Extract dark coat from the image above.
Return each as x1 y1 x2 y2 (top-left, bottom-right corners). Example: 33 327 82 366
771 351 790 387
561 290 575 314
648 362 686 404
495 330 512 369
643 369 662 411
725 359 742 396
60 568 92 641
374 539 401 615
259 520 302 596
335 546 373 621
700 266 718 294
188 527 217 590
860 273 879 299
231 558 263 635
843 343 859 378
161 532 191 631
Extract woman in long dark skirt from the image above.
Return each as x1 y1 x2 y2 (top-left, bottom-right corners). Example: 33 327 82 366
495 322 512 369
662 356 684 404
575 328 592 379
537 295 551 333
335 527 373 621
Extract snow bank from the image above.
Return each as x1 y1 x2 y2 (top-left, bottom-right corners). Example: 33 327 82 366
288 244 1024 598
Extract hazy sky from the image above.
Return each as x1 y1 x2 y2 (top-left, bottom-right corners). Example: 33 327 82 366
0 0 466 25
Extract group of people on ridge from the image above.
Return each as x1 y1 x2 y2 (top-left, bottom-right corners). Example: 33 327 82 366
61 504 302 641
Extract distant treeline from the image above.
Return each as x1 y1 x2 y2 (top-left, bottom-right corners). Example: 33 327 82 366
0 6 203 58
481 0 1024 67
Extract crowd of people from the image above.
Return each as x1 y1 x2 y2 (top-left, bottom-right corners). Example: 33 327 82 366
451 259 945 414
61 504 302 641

** Exercise prompt **
Rewrite every line of the records above as a JSON list of strings, one string per line, and omit any blank lines.

** Answer in full **
[
  "Extract dark coat from the image above.",
  "Return each as x1 y1 x2 y2 (top-left, bottom-right corners). Example: 33 327 82 366",
  "771 351 790 387",
  "561 290 575 314",
  "648 362 686 404",
  "495 330 512 369",
  "643 369 662 411",
  "725 359 742 396",
  "60 568 92 641",
  "374 539 401 615",
  "259 520 302 596",
  "335 546 373 621",
  "700 266 718 294",
  "188 527 217 590",
  "860 273 879 299",
  "231 558 263 635",
  "843 343 859 378",
  "161 532 191 631",
  "Extract woman in long dark skirt from the image above.",
  "Return each as x1 y1 x2 y2 (top-left, bottom-right corners). Example: 33 327 82 366",
  "495 322 512 369",
  "662 356 684 404",
  "575 328 592 379",
  "537 295 551 333",
  "335 527 373 621",
  "Extract snow bank from the image above.",
  "Return each as x1 y1 x2 y2 (top-left, bottom-right corners). Example: 33 327 82 366",
  "288 244 1024 598",
  "Extract hazy sky from the image above.",
  "Return each as x1 y1 x2 y2 (top-left, bottom-right corners). Example: 33 327 82 366",
  "0 0 466 25",
  "Extract group of people on ridge from the image above.",
  "Return each as x1 y1 x2 y2 (top-left, bottom-right corners). Example: 33 327 82 366",
  "61 504 302 641",
  "Extract distant treeline from the image above.",
  "Return each as x1 y1 x2 y2 (top-left, bottom-right corners). Example: 33 327 82 366",
  "0 6 203 58",
  "481 0 1024 67",
  "Extract crowd of people from the image above.",
  "Return each as x1 y1 x2 y2 (top-left, bottom-right corners). Example: 33 327 82 366",
  "451 259 945 414",
  "61 504 302 641"
]